[Point-per-instance localization data]
****************************************

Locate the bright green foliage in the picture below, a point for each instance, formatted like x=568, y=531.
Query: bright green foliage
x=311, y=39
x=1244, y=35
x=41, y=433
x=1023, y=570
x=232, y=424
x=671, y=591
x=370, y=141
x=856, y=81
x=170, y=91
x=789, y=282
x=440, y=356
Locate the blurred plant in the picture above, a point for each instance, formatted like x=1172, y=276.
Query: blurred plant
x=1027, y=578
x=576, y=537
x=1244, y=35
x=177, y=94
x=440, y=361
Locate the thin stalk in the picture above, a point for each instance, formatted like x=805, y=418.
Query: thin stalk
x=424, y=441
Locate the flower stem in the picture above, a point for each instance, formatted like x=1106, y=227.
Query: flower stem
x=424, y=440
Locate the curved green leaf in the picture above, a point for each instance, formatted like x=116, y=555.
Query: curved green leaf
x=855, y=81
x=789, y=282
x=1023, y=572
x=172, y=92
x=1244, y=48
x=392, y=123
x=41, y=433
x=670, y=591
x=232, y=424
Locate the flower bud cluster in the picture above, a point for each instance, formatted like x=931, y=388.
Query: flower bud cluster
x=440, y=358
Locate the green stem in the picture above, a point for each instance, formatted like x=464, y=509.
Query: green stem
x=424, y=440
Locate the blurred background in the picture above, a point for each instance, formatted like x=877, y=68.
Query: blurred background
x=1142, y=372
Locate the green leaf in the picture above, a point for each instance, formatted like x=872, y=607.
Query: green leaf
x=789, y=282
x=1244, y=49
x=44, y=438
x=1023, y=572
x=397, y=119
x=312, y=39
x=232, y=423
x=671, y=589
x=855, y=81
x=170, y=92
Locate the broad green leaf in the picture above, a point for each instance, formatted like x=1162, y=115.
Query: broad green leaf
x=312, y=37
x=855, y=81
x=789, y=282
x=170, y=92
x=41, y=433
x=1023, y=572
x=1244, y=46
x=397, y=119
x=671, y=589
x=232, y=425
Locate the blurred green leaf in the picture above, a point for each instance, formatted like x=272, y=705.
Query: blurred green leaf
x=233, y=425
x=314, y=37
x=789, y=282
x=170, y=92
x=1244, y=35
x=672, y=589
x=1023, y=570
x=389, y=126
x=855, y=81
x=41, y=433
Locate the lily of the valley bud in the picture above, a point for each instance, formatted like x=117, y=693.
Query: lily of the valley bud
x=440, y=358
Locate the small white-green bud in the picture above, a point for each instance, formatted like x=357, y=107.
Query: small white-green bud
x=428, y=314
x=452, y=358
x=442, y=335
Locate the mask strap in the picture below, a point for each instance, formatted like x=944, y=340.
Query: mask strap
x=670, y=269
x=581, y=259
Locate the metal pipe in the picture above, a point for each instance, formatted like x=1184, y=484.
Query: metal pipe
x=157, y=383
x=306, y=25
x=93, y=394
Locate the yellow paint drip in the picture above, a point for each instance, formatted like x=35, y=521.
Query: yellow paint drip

****************************************

**The problem**
Each entry must be retyped exactly as it was written above.

**Written answer**
Locate the bright green foliage in the picture below, a point for each instance, formatted like x=568, y=531.
Query: bright green foliage
x=311, y=39
x=1244, y=35
x=41, y=433
x=1023, y=570
x=232, y=424
x=671, y=591
x=370, y=141
x=856, y=81
x=170, y=91
x=789, y=282
x=440, y=356
Locate the blurred plant in the picture above, a point for each instance, formatted like x=1172, y=276.
Query: blurred plant
x=1027, y=578
x=576, y=537
x=1244, y=35
x=177, y=94
x=440, y=361
Locate the thin stalk in the picture above, a point for each instance, formatted like x=805, y=418.
Query: thin stalk
x=424, y=441
Locate the flower stem in the picture above, a point for each instance, formatted like x=1106, y=227.
Query: flower stem
x=424, y=440
Locate the curved green leaf in the picture above, a point for each instance, formatted like x=116, y=555.
Query: curved green leaf
x=855, y=81
x=789, y=282
x=1023, y=572
x=172, y=92
x=1244, y=48
x=392, y=123
x=41, y=433
x=670, y=591
x=232, y=424
Locate the flower bud cluster in the picture above, a point for each instance, formatted like x=931, y=388.
Query: flower bud cluster
x=440, y=358
Locate the green stem in the picture above, a point for each instance, formatted like x=464, y=509.
Query: green stem
x=424, y=440
Locate the blurred background in the picture above, a point for each instance, formatted like x=877, y=68.
Query: blurred background
x=1142, y=372
Locate the green leaf in the picture above, a point for each instance, formatted like x=872, y=607.
Query: green leaf
x=789, y=282
x=1244, y=49
x=44, y=438
x=1023, y=572
x=397, y=119
x=312, y=39
x=232, y=423
x=671, y=589
x=855, y=81
x=170, y=92
Locate the broad green leaf in the picture above, a point for each instance, formatted like x=1162, y=115.
Query: broad green leaf
x=312, y=37
x=855, y=81
x=789, y=282
x=170, y=92
x=41, y=433
x=1023, y=572
x=1244, y=46
x=397, y=119
x=671, y=589
x=232, y=425
Locate the blurred green leaf in the picture above, a point for each instance, formatted like x=272, y=705.
Query: blurred green leaf
x=233, y=425
x=314, y=37
x=789, y=282
x=170, y=92
x=1244, y=35
x=672, y=589
x=1023, y=570
x=389, y=126
x=855, y=81
x=41, y=433
Locate the lily of the valley bud in the picture above, a point for each instance, formatted like x=117, y=693.
Query: lily of the valley bud
x=440, y=358
Locate the small white-green bud in the picture above, a point for each instance, formatted like x=357, y=107.
Query: small white-green bud
x=428, y=314
x=452, y=358
x=442, y=335
Locate the mask strap in the picture below, a point for each instance, formatted like x=944, y=340.
Query: mask strap
x=670, y=269
x=581, y=259
Locate the metal pipe in the picture above, a point for each instance, formatted like x=1184, y=484.
Query: metal pipe
x=157, y=383
x=306, y=25
x=93, y=394
Locate the yellow paint drip in the picture above, a point for each instance, formatted like x=35, y=521.
Query: yellow paint drip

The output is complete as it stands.